▶ EXERCISE DESCRIPTION: Please retype the data in full and exactly; the pictures are not part of the copy.

-- begin PROVIDED MATERIAL --

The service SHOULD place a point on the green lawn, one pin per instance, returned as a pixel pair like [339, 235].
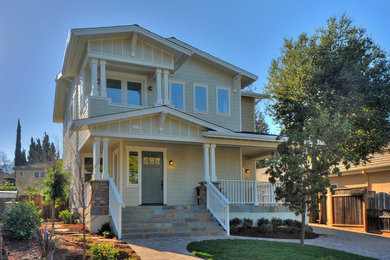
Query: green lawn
[260, 249]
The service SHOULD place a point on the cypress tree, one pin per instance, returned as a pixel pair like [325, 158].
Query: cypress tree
[18, 149]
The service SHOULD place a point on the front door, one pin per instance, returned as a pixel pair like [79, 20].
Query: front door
[152, 177]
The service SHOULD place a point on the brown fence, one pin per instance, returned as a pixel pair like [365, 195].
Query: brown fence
[46, 209]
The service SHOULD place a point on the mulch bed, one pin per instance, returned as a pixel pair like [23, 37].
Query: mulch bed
[279, 232]
[68, 247]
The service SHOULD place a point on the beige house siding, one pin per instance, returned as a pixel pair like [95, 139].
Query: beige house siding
[248, 114]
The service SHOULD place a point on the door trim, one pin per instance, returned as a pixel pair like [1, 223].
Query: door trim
[141, 149]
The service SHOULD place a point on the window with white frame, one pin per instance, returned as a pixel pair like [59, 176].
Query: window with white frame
[200, 98]
[223, 106]
[177, 95]
[114, 90]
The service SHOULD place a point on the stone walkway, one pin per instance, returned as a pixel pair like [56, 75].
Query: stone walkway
[175, 248]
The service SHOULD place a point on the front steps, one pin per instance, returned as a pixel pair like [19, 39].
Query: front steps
[159, 221]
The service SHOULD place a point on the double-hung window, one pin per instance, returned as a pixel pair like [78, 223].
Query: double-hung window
[200, 98]
[177, 95]
[223, 101]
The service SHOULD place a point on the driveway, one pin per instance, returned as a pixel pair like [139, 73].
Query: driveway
[175, 248]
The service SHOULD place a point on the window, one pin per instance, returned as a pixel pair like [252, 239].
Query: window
[88, 168]
[133, 93]
[200, 98]
[223, 101]
[133, 167]
[177, 95]
[114, 90]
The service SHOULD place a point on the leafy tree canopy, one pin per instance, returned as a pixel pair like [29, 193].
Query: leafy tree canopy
[332, 100]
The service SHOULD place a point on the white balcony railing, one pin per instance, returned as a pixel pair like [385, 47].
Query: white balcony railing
[115, 206]
[218, 205]
[250, 192]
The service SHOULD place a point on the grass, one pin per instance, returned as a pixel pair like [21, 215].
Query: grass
[260, 249]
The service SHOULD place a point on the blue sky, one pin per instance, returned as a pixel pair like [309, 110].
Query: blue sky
[245, 33]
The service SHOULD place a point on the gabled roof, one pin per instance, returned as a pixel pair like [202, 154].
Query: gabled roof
[84, 123]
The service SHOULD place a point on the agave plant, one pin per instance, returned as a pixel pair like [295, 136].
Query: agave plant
[45, 243]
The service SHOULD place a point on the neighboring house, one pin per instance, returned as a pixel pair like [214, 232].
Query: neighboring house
[156, 117]
[26, 175]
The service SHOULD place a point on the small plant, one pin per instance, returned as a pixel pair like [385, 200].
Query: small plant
[21, 219]
[265, 228]
[103, 251]
[235, 222]
[66, 216]
[262, 221]
[106, 231]
[88, 239]
[276, 222]
[45, 243]
[247, 223]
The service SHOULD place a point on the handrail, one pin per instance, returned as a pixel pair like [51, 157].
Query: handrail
[218, 205]
[115, 207]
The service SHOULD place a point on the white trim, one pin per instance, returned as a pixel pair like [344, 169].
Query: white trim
[200, 85]
[139, 150]
[177, 82]
[229, 101]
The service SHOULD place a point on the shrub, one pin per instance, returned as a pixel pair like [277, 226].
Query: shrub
[21, 220]
[265, 228]
[88, 239]
[45, 243]
[247, 223]
[103, 251]
[262, 221]
[66, 216]
[106, 231]
[276, 222]
[235, 222]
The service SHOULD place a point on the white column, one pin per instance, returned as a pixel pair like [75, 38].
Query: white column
[166, 93]
[94, 86]
[212, 162]
[96, 159]
[103, 89]
[105, 158]
[206, 161]
[158, 87]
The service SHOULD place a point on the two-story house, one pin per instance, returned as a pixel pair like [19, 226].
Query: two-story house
[156, 116]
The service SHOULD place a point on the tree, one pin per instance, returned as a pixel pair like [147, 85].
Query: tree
[18, 161]
[260, 124]
[332, 100]
[56, 187]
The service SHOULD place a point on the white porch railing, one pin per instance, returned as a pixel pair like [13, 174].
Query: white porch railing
[250, 192]
[218, 206]
[115, 206]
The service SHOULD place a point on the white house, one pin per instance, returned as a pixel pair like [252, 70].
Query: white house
[155, 117]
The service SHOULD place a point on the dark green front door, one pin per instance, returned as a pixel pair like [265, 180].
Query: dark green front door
[152, 177]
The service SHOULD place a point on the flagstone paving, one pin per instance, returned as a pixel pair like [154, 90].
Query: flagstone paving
[175, 248]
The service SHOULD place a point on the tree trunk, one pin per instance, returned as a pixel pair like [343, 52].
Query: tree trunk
[303, 225]
[52, 217]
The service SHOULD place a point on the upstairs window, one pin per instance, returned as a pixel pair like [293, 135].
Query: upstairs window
[177, 95]
[134, 93]
[114, 90]
[200, 96]
[222, 101]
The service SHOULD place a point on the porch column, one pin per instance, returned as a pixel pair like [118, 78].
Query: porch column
[93, 65]
[166, 93]
[206, 161]
[105, 158]
[103, 89]
[158, 87]
[212, 162]
[96, 159]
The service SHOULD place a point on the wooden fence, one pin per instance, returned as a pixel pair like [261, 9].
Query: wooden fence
[46, 209]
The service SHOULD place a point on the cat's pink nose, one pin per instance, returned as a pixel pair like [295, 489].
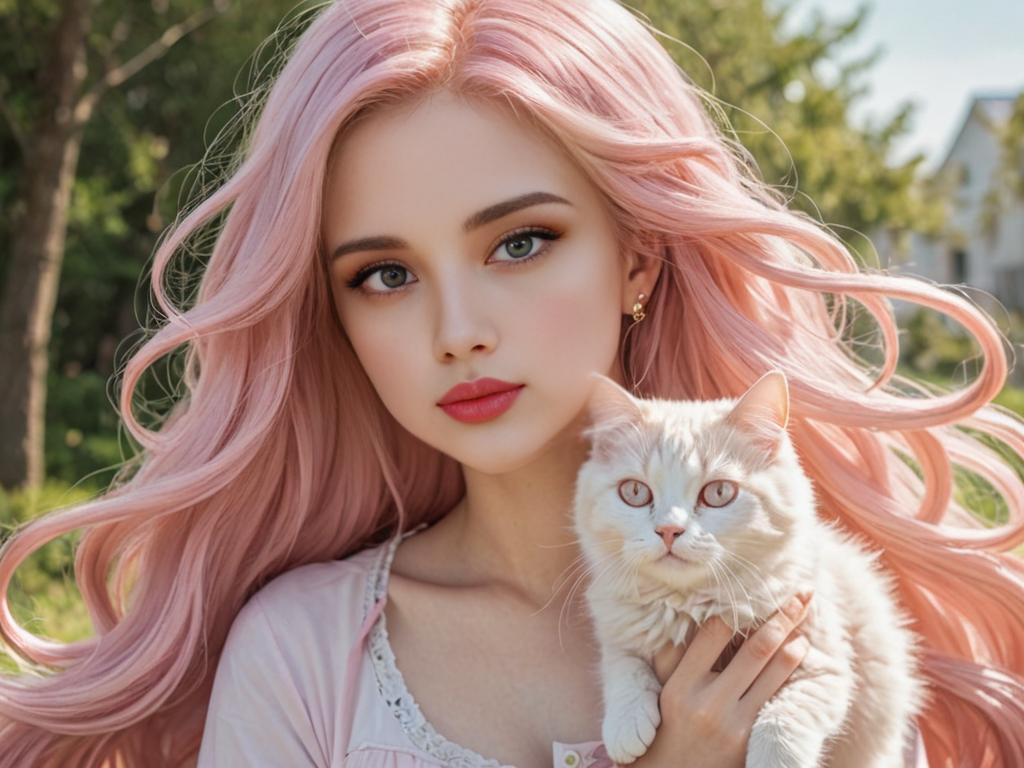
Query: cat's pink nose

-- end PROVIDED MATERIAL --

▶ SOLUTION:
The service SHOULD place a point on the green lawn, one pin per instance, returned as a pixel pair like [339, 235].
Query: green lawn
[260, 249]
The service SHOULD place a point on the cypress tree, one pin per instance, returned as a pixel pair like [325, 158].
Query: cypress tree
[18, 149]
The service SHOULD place a point on the front door, one pin per instance, returned as a pixel pair like [79, 20].
Query: front door
[152, 177]
The service SHOULD place a point on the brown fence, one pin per instance, returned as a pixel pair like [365, 195].
Query: brown fence
[46, 209]
The service SHOULD place a point on the mulch bed, one pin per instance, returned as a pixel pair like [23, 37].
Query: mulch bed
[279, 232]
[68, 247]
The service SHOULD place a point on the beige house siding, one pin per instance, returned as a pixel pair like [95, 139].
Query: beige house siding
[248, 114]
The service SHOULD place a point on the door trim, one pin per instance, returned as a pixel pair like [1, 223].
Query: door trim
[141, 149]
The service SHOULD place a point on the window with white frame, one pin per instance, returned as a pixel pair like [59, 176].
Query: window with white frame
[200, 98]
[223, 106]
[177, 95]
[114, 90]
The service SHOULD place a point on the stone walkway, one pin per instance, returned as a pixel pair like [56, 75].
Query: stone walkway
[175, 248]
The service SHOULD place a point on the front steps, one pin per instance, returned as a pixel pair like [19, 39].
Query: front steps
[159, 221]
The service SHOULD place a point on the double-hung window, one pin per instance, returned as a pixel pair like [78, 223].
Query: double-hung window
[200, 98]
[177, 95]
[223, 101]
The service SHOULD place a point on the driveway, one pin per instance, returned as a pixel pair like [139, 73].
Query: driveway
[175, 248]
The service SHOULD place a point on the window, one pin per instance, returned as a pixel pair like [252, 239].
Query: window
[88, 168]
[133, 93]
[200, 98]
[223, 101]
[133, 167]
[177, 95]
[114, 90]
The service SHOULD place a point on the leafy tree canopy, one pin per instance, returned as a pixel pair like [29, 193].
Query: leafy tree canopy
[332, 100]
The service SHOULD place a point on the white balcony railing, one pin per instance, returned as a pixel pair like [385, 47].
Query: white balcony railing
[115, 206]
[218, 205]
[250, 192]
The service SHOULD place a point on the grass, one pin per instance, returned as a pixel pair like [21, 215].
Query: grass
[260, 249]
The service SHOULD place a point on the blue sky, one pin per instance, returned as a pixel pair like [309, 110].
Query: blue sky
[245, 33]
The service SHOULD place a point on the gabled roof, one pin per instance, returned as a pixel pair like [202, 154].
Query: gabled roof
[84, 123]
The service SHOULD place a point on the agave plant, one pin per instance, returned as a pixel pair like [295, 136].
Query: agave plant
[45, 243]
The service SHOULD place a point on the neighboring house, one pin per instance, returned as a pixel pair like [214, 232].
Query: neighboring house
[156, 117]
[26, 175]
The service SHOULD place a point on the small plant, one pin per instance, returned as a pixel pair like [385, 200].
Query: small plant
[21, 219]
[265, 228]
[103, 251]
[235, 222]
[66, 216]
[262, 221]
[106, 231]
[88, 239]
[276, 222]
[45, 243]
[247, 223]
The service SHOULD place a point on the handrail, one pin per instance, returned as a pixel pair like [51, 157].
Query: handrail
[218, 205]
[115, 207]
The service SHOULD place a point on the white trim, one pin per instance, returned as a pixel pair like [344, 169].
Query: white trim
[200, 85]
[139, 150]
[177, 82]
[229, 101]
The service SHOULD place a point on the shrub, one pin per instance, returned as a pixel pair like [277, 226].
Query: shrub
[21, 220]
[265, 228]
[88, 239]
[45, 243]
[247, 223]
[103, 251]
[262, 221]
[66, 216]
[106, 231]
[276, 222]
[235, 222]
The service SHOULD place a point on the white column, one pin per instance, returned as a pixel pair like [75, 38].
Query: white column
[166, 93]
[94, 86]
[212, 162]
[96, 159]
[103, 89]
[105, 158]
[206, 161]
[158, 87]
The service SHOULD place a point on the two-story house, one pin per instance, returned as a pixel pair like [19, 226].
Query: two-story house
[156, 116]
The service SHOULD place a point on the tree, one pin per instance, returned as a pixel pair like [147, 85].
Query: tree
[18, 161]
[260, 124]
[332, 100]
[56, 187]
The service SHOULD place a point on the white porch railing, one pin per instance, returned as a pixel pair like [13, 174].
Query: white porch railing
[250, 192]
[218, 206]
[115, 206]
The service SHOULD place a point on the white house, one pin per instance, returned as a pixel pair like [252, 70].
Query: white house
[155, 117]
The service SHOULD place a point on the dark green front door, one pin per instance, returned as a pixel pair like [265, 180].
Query: dark green front door
[152, 177]
The service SHOULD place a point on the flagstone paving, one pin per instance, returned as a pixel pair like [154, 90].
Query: flagstone paving
[175, 248]
The service SHOULD place a point on the tree trunk, one pin per instance, returned as a pixel pair like [343, 52].
Query: tree trunk
[303, 225]
[52, 217]
The service SHOULD place a point on the upstairs window, one pin per instance, returned as a pixel pair like [293, 135].
Query: upstairs window
[177, 95]
[134, 93]
[114, 90]
[200, 96]
[222, 101]
The service SHOULD place a point on the porch column, one pin per instance, returned as a pixel pair like [118, 78].
Query: porch column
[93, 65]
[166, 93]
[206, 161]
[105, 158]
[103, 89]
[158, 87]
[212, 162]
[96, 159]
The service SHOULD place a point on the wooden fence, one pin per instance, returned as a pixel pair like [261, 9].
Query: wooden fence
[46, 209]
The service SHOULD place a point on the cat's pink nose, one pin per instance, returned as a pixel pair like [295, 489].
Query: cat's pink nose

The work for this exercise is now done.